Testo di lettura
+---+

Red Sparrow va (troppo) incontro allo spettatore

Francis Lawrence, reduce dalla saga Hunger Games, sembra essersi abituato ai terreni sicuri, ai luoghi in cui sa che andrà incontro all’apprezzamento del pubblico, e quindi, nel passare dalla serie di successo al film unico, si affida alla sceneggiatura per muoversi in zone collaudate. La sceneggiatura, infatti, se da un lato costruisce le tensioni dove vuole che ci sia tensione, fa rimanere lo spettatore attento, e lo intrattiene, dall’altro imbocca una strada già spianata e non prende iniziative; la scelta del romanzo di Jason Matthews si accoda al recente filone della riscoperta della guerra fredda e dei suoi riverberi successivi, e non sfrutta debitamente il suo vantaggio principale, ovvero l’ambientazione in terra nemica. Invece che offrire un punto di vista diverso e straniante, non fa che mostrare la Russia come qualcosa di sempre più lontano e inverosimile, tanto che la protagonista non se ne sente parte (complice, probabilmente, il fatto che il soggetto sia di un ex agente della C.I.A.).

+---+

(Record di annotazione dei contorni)
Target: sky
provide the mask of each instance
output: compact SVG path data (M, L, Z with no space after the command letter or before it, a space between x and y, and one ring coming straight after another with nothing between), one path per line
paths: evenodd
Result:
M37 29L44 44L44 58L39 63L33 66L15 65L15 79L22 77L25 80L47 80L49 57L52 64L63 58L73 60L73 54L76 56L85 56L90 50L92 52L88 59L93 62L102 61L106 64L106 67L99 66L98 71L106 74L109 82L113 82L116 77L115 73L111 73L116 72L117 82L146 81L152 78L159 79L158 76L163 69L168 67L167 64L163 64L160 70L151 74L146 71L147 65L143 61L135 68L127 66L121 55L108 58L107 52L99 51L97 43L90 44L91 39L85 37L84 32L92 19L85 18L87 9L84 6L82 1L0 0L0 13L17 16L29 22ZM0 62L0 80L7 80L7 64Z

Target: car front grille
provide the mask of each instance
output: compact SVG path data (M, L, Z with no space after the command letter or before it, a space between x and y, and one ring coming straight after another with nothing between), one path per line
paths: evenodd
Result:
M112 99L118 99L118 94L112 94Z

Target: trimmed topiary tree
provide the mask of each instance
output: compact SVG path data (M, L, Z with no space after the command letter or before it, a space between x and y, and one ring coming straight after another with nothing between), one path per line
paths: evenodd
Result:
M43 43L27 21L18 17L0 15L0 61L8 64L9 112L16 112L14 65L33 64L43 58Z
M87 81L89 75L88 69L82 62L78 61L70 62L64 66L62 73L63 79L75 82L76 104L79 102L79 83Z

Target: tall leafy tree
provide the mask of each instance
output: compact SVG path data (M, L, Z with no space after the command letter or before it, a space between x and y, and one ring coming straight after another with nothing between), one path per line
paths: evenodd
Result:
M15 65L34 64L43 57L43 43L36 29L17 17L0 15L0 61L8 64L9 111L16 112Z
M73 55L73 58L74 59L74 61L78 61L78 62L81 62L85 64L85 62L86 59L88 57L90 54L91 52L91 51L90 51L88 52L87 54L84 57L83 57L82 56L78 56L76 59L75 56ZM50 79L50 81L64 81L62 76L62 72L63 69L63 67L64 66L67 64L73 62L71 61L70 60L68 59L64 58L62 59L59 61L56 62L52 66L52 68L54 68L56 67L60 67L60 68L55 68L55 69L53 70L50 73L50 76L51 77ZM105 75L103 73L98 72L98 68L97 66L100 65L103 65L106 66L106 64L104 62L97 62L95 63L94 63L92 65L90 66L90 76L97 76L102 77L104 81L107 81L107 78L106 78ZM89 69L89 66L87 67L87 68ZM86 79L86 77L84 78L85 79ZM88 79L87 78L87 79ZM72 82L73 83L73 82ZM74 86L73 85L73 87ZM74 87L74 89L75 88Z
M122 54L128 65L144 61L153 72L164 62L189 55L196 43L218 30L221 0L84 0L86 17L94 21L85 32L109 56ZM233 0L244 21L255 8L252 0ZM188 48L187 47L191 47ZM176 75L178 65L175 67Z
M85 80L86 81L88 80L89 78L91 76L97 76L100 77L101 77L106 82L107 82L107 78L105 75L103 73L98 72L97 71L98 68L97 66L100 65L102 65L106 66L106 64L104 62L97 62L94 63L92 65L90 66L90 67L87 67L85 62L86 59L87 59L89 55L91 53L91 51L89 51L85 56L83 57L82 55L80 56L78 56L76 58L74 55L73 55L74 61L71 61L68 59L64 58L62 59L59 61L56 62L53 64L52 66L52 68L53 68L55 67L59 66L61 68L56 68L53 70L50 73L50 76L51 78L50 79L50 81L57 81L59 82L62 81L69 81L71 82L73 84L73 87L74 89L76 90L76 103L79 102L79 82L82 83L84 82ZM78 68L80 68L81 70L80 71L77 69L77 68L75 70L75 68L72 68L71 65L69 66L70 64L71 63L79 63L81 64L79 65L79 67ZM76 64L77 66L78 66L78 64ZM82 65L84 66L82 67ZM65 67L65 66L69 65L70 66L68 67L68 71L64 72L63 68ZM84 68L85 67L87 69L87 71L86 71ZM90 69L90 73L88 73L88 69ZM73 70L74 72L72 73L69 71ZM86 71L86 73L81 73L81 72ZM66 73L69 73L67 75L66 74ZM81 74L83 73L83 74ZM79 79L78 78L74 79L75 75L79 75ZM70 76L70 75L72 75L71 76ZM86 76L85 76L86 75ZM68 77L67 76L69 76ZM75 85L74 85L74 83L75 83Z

+---+

Esercizi proposti
(a) Nel testo su Red Sparrow, chi è l'autore del romanzo scelto per il film?
(b) Riproduci, dai record, le righe comprese tra quella che contiene "Target: car front grille" e quella che contiene "M112 99L118 99L118 94L112 94Z", estremi inclusi.

Soluzioni per esercizio
(a) Jason Matthews.

(b)
Target: car front grille
provide the mask of each instance
output: compact SVG path data (M, L, Z with no space after the command letter or before it, a space between x and y, and one ring coming straight after another with nothing between), one path per line
paths: evenodd
Result:
M112 99L118 99L118 94L112 94Z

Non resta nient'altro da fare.